[START OF DATA ENTRIES]

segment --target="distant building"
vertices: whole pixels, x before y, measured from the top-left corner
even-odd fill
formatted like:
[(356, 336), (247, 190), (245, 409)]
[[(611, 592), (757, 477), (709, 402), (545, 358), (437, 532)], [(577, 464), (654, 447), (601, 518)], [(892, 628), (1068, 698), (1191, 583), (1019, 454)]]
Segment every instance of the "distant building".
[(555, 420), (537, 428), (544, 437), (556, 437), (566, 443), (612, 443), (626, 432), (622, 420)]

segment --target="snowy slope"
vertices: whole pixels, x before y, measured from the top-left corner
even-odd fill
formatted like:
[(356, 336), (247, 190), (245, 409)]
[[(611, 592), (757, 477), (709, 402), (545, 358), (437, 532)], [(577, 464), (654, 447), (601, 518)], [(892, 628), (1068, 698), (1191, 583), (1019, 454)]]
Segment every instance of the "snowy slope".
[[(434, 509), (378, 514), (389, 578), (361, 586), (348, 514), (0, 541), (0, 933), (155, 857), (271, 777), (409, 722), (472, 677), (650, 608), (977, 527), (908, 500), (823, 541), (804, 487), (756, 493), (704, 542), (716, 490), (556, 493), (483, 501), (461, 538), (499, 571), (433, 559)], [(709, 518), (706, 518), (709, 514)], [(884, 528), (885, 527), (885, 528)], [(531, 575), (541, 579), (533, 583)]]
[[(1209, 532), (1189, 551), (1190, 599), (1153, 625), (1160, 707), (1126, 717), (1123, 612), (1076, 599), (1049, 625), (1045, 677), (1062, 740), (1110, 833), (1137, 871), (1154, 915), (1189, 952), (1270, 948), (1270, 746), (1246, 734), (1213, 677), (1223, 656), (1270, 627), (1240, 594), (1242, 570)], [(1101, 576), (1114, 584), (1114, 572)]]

[END OF DATA ENTRIES]

STATED GOAL: Each record above should be output again exactly.

SOLUTION:
segment --target="distant building"
vertices: whole pixels, x before y, measured from the top-left corner
even-odd fill
formatted like:
[(356, 336), (247, 190), (245, 409)]
[[(611, 592), (757, 477), (709, 402), (545, 358), (437, 532)], [(577, 464), (654, 447), (601, 518)], [(892, 628), (1068, 698), (1191, 583), (1019, 454)]]
Segment every instance of the "distant building".
[(555, 420), (537, 428), (544, 437), (556, 437), (566, 443), (612, 443), (626, 432), (622, 420)]

segment --target="snowy slope"
vertices: whole pixels, x before y, measured from the top-left corner
even-odd fill
formatted like:
[(356, 336), (247, 190), (245, 409)]
[[(611, 592), (757, 477), (709, 402), (545, 358), (437, 532)], [(577, 464), (654, 447), (601, 518)], [(892, 628), (1068, 698), (1191, 583), (1019, 454)]]
Segment every instance of the "snowy slope".
[[(434, 509), (378, 514), (389, 578), (361, 586), (348, 514), (0, 541), (0, 933), (155, 857), (271, 777), (409, 722), (472, 677), (650, 608), (977, 527), (908, 500), (823, 541), (804, 487), (756, 493), (704, 542), (716, 490), (556, 493), (483, 501), (461, 538), (499, 571), (433, 559)], [(709, 518), (706, 518), (709, 514)], [(884, 528), (885, 527), (885, 528)], [(531, 575), (541, 579), (533, 583)]]
[[(1209, 532), (1189, 551), (1190, 599), (1153, 625), (1160, 707), (1126, 717), (1123, 612), (1076, 599), (1049, 625), (1045, 677), (1062, 740), (1110, 833), (1137, 871), (1154, 915), (1189, 952), (1270, 948), (1270, 746), (1246, 734), (1213, 677), (1223, 656), (1270, 627), (1240, 594), (1242, 570)], [(1101, 576), (1114, 584), (1114, 572)]]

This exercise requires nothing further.